Problem to solve:
Write out only the lines running from the one that contains "For the benchmark card, identify each instance of the floral" to the end of the material, both ends included.

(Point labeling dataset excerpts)
>> start
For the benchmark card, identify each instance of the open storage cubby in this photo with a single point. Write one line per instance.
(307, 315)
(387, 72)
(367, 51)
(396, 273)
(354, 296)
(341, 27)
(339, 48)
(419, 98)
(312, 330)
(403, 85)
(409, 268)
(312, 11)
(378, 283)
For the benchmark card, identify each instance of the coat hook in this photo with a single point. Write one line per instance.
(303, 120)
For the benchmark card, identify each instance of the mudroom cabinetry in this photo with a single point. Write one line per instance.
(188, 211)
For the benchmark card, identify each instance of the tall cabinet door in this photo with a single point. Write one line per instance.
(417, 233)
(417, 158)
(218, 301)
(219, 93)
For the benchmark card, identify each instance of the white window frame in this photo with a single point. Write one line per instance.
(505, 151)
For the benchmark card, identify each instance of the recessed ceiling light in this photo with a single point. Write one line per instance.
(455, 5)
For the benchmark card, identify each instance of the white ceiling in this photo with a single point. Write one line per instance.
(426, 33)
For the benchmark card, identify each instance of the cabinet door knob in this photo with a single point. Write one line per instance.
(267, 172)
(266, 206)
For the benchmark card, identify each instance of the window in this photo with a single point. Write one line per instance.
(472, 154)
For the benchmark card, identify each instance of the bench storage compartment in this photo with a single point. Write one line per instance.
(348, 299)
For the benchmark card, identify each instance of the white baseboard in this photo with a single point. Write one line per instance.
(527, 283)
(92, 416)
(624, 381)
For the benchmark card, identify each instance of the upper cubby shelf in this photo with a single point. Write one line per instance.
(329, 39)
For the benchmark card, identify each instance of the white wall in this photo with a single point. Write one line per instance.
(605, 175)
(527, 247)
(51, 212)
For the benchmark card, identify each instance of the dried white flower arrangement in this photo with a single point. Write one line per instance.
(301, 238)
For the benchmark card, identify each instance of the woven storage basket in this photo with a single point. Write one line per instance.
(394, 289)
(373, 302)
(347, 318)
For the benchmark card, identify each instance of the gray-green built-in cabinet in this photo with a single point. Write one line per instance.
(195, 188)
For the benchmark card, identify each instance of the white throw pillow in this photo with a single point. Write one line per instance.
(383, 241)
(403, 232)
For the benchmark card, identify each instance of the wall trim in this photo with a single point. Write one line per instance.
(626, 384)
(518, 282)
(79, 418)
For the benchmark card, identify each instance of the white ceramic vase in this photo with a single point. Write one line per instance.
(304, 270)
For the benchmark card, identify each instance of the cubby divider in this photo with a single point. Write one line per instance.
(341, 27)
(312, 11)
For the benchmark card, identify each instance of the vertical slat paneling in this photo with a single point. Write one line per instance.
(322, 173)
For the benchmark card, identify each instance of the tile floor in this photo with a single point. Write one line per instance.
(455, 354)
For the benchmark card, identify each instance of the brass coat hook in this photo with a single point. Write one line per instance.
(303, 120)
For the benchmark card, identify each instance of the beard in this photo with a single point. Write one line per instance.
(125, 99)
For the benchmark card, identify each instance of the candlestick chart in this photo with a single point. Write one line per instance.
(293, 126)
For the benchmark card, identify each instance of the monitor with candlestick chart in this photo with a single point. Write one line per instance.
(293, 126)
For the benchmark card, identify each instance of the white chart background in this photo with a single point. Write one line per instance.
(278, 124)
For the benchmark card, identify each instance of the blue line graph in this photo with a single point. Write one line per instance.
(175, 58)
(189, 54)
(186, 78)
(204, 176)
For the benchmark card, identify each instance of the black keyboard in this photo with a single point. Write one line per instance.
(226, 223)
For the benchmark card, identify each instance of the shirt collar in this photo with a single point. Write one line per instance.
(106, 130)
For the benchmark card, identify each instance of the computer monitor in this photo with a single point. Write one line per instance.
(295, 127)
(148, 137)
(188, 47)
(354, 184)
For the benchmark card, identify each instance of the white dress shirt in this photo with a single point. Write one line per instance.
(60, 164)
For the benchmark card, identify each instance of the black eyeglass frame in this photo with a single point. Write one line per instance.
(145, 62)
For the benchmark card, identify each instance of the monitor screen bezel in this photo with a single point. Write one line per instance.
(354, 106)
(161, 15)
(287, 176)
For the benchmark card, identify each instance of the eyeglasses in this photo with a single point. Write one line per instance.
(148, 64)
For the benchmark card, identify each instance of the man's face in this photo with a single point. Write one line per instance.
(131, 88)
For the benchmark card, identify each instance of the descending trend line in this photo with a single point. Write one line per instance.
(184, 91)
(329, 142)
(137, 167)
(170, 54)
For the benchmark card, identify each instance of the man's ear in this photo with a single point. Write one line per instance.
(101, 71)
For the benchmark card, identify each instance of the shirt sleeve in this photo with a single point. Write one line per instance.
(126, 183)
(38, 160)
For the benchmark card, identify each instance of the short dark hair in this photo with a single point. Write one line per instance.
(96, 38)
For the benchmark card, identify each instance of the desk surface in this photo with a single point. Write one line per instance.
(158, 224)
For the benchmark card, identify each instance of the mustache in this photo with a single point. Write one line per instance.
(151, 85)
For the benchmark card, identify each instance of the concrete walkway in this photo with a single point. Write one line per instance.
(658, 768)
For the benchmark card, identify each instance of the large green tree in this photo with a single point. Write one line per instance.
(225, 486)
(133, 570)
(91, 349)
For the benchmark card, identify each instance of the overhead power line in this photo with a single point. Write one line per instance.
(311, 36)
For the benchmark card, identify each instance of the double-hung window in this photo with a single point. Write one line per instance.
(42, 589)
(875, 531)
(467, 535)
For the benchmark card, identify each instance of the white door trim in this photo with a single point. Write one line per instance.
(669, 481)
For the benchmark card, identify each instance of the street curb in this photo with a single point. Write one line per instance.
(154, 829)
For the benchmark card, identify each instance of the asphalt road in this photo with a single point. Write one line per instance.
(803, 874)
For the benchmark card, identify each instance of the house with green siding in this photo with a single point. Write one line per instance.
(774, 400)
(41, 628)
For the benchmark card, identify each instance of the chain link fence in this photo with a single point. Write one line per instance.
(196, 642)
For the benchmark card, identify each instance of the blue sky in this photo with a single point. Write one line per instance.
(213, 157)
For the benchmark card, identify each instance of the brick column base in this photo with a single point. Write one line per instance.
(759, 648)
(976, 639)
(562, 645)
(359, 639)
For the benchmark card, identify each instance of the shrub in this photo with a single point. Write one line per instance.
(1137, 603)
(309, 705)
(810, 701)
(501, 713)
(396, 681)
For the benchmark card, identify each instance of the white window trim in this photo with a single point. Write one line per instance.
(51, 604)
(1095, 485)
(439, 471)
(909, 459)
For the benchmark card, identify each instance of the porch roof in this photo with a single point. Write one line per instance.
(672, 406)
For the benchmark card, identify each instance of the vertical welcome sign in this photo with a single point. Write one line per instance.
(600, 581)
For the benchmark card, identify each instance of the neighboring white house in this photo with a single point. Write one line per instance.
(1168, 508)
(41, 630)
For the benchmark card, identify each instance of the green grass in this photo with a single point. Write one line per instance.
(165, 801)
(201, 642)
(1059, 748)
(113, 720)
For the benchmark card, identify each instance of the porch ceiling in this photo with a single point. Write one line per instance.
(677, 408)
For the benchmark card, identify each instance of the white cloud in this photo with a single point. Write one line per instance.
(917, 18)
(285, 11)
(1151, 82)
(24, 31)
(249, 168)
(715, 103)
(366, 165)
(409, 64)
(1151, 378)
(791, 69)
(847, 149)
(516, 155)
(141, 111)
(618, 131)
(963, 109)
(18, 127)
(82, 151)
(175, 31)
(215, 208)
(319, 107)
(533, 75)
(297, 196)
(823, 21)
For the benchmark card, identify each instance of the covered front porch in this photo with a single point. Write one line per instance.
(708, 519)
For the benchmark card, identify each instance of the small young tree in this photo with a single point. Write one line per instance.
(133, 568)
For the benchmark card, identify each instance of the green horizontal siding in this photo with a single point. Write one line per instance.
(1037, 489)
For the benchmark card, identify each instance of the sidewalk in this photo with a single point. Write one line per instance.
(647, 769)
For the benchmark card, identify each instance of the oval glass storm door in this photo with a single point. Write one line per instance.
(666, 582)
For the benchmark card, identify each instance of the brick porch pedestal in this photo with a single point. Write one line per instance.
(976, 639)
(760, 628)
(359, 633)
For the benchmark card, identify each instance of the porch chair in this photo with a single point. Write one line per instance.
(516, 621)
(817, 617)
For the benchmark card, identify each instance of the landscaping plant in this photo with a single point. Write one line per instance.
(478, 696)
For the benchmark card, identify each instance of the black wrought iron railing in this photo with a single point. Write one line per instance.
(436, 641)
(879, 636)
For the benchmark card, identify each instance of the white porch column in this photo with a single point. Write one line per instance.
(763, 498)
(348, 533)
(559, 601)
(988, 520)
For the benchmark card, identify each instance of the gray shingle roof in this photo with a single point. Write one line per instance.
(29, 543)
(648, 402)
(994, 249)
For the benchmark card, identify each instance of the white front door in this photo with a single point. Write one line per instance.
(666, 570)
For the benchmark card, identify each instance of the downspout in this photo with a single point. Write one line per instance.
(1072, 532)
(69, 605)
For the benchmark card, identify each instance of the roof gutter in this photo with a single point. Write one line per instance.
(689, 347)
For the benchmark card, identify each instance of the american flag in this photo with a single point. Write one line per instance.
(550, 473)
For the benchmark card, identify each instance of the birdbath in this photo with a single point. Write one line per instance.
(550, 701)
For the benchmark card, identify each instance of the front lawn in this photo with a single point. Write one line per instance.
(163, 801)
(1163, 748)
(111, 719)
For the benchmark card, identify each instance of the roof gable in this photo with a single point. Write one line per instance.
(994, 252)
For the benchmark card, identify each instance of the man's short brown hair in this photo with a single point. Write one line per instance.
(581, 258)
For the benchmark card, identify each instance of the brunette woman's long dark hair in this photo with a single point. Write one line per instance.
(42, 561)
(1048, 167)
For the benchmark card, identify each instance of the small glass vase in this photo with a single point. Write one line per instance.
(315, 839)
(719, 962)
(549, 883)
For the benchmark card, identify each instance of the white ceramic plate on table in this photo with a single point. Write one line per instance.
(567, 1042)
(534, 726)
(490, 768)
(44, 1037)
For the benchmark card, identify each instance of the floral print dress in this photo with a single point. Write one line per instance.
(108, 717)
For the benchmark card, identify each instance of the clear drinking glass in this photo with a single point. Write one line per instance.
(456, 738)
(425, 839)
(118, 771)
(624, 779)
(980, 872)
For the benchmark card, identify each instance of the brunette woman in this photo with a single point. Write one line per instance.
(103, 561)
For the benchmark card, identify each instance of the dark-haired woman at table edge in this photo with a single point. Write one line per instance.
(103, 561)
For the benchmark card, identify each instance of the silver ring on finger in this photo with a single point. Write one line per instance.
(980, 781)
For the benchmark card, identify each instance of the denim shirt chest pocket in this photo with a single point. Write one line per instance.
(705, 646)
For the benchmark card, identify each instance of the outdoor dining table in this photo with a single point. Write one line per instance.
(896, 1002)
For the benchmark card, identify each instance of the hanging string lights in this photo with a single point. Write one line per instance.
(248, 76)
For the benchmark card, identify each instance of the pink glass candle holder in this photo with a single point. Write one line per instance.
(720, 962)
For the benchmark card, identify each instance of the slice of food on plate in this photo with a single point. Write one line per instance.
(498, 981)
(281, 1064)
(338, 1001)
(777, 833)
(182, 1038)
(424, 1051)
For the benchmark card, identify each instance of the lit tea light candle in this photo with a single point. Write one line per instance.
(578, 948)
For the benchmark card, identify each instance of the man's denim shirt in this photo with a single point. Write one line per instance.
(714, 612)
>> end
Solution:
For the benchmark card, identify each instance of the floral print dress in this photo with a single point. Write one line per instance.
(108, 717)
For the benchmark card, identify each instance of the clear drinking glass in this photo with a single point. Write one line per instance.
(456, 738)
(425, 839)
(118, 771)
(624, 779)
(980, 872)
For the benchmark card, identify each instance of the brunette woman in this photo with a single point. Write one line per instance.
(103, 561)
For the benchmark card, identify each instance of the dark-haired woman at table edge in this photo with a single point. Write one line per instance.
(103, 561)
For the benchmark card, identify each instance of the silver ring on finger in this photo with a single point. Write one line per instance.
(980, 781)
For the benchmark card, identify each instance of the denim shirt chest pocket in this photo with a single point. Write one line per instance.
(705, 646)
For the benchmark card, identify each instance of the outdoor dining table in this photo with a single point. Write one line per instance.
(896, 1002)
For the benchmark card, identify each instance of the hanging string lights in this photo with a single point. Write one line per instance.
(248, 76)
For the benchmark card, identify each instance of the pink glass candle holder in this photo with a single point. Write one line per instance.
(720, 962)
For the benchmark card, identify each instance of the slice of food on plate in this photo with a single point. Write one line per instance.
(498, 981)
(281, 1064)
(338, 1001)
(777, 833)
(182, 1038)
(424, 1051)
For the benchmark card, identify each instance of the lit tea light candle in this photo with a single point. Write one line per instance.
(578, 948)
For the benchmark card, identify each instance of the man's denim shirt in this photo with a single point. Write one line per instance.
(714, 612)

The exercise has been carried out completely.